Copy the rows word for word, beginning with the line that contains "Set-play tagging: locate each instance of the clump" and continuing through the last of the rows.

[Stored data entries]

* START *

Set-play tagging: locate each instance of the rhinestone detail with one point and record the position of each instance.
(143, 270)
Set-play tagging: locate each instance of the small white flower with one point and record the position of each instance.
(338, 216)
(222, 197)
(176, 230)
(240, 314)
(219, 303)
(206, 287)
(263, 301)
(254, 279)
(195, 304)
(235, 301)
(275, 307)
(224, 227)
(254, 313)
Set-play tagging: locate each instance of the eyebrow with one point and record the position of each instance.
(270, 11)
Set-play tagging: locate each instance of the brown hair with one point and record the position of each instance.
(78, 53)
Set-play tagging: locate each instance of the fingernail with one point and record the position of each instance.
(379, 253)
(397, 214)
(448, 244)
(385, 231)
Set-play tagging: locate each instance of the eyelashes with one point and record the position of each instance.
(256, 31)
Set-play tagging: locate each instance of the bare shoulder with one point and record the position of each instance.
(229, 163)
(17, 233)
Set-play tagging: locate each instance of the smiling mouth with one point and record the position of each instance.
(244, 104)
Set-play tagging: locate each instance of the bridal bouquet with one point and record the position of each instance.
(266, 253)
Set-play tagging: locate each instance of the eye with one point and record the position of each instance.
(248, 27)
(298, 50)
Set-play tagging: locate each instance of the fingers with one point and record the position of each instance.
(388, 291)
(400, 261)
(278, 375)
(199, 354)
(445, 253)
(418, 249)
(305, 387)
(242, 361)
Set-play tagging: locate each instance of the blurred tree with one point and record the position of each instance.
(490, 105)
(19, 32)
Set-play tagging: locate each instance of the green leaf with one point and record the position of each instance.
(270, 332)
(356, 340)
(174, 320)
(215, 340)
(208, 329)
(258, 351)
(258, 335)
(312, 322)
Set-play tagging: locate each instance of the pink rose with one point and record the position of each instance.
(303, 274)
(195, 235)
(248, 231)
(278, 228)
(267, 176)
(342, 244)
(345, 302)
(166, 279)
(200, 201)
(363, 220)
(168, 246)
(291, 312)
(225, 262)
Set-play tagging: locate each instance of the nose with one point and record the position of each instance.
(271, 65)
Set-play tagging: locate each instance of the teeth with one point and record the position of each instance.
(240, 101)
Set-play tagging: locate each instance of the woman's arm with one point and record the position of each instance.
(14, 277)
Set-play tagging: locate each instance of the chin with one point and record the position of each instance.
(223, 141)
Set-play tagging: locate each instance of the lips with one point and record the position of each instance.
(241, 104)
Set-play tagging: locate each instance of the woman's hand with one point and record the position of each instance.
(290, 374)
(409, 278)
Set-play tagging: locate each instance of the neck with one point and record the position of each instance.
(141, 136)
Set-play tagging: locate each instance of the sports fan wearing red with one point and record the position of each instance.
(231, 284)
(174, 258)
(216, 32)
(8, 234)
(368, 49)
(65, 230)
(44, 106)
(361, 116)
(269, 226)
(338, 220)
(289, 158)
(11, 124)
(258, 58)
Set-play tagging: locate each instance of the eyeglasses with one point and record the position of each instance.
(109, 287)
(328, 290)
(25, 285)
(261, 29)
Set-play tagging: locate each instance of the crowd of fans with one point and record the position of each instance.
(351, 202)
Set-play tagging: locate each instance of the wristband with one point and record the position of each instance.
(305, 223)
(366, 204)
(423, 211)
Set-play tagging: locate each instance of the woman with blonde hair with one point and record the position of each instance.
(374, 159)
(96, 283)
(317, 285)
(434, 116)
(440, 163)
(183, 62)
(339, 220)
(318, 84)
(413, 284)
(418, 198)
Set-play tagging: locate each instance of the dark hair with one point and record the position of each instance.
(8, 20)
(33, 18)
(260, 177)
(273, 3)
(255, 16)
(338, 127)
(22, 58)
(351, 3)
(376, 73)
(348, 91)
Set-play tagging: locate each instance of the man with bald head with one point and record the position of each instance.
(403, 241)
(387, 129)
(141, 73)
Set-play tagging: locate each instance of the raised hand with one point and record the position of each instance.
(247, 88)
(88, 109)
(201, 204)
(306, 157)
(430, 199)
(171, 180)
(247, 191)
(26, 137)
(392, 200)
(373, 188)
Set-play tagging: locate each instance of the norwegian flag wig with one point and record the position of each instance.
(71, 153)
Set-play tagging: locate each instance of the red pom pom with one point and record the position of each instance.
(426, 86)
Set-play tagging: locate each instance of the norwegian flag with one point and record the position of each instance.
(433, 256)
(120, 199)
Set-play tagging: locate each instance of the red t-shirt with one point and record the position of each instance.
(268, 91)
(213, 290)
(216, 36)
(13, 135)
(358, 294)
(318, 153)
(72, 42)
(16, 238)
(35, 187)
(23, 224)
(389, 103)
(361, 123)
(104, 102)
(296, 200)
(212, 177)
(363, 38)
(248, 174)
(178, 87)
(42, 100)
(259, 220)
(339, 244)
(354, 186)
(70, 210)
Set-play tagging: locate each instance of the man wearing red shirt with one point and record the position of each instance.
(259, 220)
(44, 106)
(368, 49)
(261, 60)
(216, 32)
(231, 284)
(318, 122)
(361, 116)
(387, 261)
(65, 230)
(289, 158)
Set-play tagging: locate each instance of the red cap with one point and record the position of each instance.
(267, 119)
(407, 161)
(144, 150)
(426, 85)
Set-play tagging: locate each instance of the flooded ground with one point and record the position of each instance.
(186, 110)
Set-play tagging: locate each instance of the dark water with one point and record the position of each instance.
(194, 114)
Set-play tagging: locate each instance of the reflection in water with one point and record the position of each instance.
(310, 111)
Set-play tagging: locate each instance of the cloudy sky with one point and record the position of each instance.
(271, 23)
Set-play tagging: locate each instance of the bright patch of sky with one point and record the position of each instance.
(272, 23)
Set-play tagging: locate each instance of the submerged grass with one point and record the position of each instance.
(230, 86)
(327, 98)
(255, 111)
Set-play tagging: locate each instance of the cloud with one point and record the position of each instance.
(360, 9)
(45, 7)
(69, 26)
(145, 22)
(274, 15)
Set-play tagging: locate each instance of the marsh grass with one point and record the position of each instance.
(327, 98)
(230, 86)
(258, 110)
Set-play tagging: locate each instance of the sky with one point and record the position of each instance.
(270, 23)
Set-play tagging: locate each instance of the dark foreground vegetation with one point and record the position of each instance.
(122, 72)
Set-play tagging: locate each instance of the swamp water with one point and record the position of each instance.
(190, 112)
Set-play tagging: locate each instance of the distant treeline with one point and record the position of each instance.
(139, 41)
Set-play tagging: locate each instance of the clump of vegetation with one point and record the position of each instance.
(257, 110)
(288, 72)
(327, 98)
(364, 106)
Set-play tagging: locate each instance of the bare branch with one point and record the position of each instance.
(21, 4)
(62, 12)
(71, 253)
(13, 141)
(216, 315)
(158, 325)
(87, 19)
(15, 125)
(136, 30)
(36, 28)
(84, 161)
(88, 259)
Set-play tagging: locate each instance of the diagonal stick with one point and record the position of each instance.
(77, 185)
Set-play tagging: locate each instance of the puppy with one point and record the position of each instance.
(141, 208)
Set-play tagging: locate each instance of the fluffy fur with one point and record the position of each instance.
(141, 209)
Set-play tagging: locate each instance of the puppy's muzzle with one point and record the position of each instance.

* END *

### [The answer]
Set-play tagging: locate each instance of the clump of vegetation with one point and record the position of each instance.
(257, 110)
(288, 72)
(327, 98)
(364, 106)
Set-play tagging: locate each instance of the bare branch with one point and record the position of each instance.
(21, 4)
(62, 12)
(71, 253)
(13, 141)
(216, 315)
(158, 325)
(87, 19)
(15, 125)
(136, 30)
(36, 28)
(84, 161)
(88, 259)
Set-play tagging: locate each instance of the diagonal stick with one point and record the position of each instance.
(77, 185)
Set-play tagging: locate each instance of the puppy with one point and record the position of each instance.
(141, 208)
Set-play tagging: locate each instance of the fluffy fur with one point and record the position of each instance.
(141, 209)
Set-play tagging: locate each instance of the puppy's muzzle with one point and record the position of each instance.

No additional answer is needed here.